[Opening Data provided section]
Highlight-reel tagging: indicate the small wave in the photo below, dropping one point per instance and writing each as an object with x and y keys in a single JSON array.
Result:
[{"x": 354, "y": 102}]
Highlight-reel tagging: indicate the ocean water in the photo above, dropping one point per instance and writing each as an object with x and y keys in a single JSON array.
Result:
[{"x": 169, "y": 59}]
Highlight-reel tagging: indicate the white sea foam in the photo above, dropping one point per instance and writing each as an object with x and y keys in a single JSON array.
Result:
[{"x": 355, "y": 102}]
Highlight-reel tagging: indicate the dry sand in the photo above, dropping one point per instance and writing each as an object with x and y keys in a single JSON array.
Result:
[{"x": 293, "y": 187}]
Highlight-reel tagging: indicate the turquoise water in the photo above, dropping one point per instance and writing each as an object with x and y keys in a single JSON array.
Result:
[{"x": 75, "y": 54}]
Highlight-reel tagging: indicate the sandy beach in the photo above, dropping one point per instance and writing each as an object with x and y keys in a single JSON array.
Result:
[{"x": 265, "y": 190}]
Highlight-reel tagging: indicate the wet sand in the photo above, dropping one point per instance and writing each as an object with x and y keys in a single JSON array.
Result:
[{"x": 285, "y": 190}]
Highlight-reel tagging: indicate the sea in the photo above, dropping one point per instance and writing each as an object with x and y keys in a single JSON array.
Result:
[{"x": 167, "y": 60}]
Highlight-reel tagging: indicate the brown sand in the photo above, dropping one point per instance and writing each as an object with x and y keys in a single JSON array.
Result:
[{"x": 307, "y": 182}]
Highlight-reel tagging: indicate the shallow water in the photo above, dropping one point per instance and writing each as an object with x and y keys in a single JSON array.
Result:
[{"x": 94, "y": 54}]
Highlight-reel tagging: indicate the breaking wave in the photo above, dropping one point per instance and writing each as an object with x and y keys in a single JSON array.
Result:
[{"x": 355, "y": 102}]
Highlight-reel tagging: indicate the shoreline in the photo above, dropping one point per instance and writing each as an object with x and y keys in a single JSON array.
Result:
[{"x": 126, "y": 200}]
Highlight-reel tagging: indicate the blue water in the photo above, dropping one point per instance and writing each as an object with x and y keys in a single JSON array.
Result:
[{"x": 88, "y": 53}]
[Closing Data provided section]
*What this task involves*: Output the full listing above word for word.

*Response box*:
Highlight-reel tagging: indicate the small wave in the photo below, dropping one point per instance and writing each as an object with x and y keys in a single JSON array.
Result:
[{"x": 354, "y": 102}]
Highlight-reel tagging: indicate the ocean water in the photo above, dropping one point per instance and writing each as an object with x and y keys in a single JSON array.
Result:
[{"x": 169, "y": 59}]
Highlight-reel tagging: indicate the white sea foam in the photo above, dropping one point per instance and writing each as an object with x and y keys in a single JSON array.
Result:
[{"x": 355, "y": 102}]
Highlight-reel tagging: indicate the dry sand in the photo above, dropping one point per instance and writing each as an object with x and y keys in a single JSON array.
Result:
[{"x": 293, "y": 187}]
Highlight-reel tagging: indicate the turquoise water in the photo above, dropping one point per instance and writing each as an object with x and y keys in a single JSON array.
Result:
[{"x": 75, "y": 54}]
Highlight-reel tagging: indicate the sandy beach in the photo above, dropping one point per instance and writing each as an object with x and y keys in a single JSON array.
Result:
[{"x": 265, "y": 190}]
Highlight-reel tagging: indicate the wet sand in the photo above, dropping one point per instance and writing each as an object with x and y keys in a single JSON array.
Result:
[{"x": 285, "y": 190}]
Highlight-reel tagging: indicate the sea in the photo above, dropping one point per instance and writing each as an object with x and y keys in a single JSON array.
Result:
[{"x": 167, "y": 60}]
Highlight-reel tagging: indicate the brown sand in the photo above, dropping one point per instance and writing each as an object with x and y keys in a single JSON array.
Result:
[{"x": 307, "y": 182}]
Highlight-reel tagging: indicate the shallow water in the photo above, dropping one point per instance and writing each as an object with x and y keys in a single JSON array.
Result:
[{"x": 94, "y": 54}]
Highlight-reel tagging: indicate the breaking wave in the photo above, dropping one point per instance and writing each as an object with x and y keys in a single JSON array.
Result:
[{"x": 355, "y": 102}]
Highlight-reel tagging: indicate the shoreline in the photo above, dropping one point per instance and writing each as an object with x and y keys in a single JSON array.
Result:
[{"x": 126, "y": 200}]
Highlight-reel tagging: indicate the blue water in the photo above, dropping one point per instance and writing each as an object with x and y keys in a single JSON array.
Result:
[{"x": 88, "y": 53}]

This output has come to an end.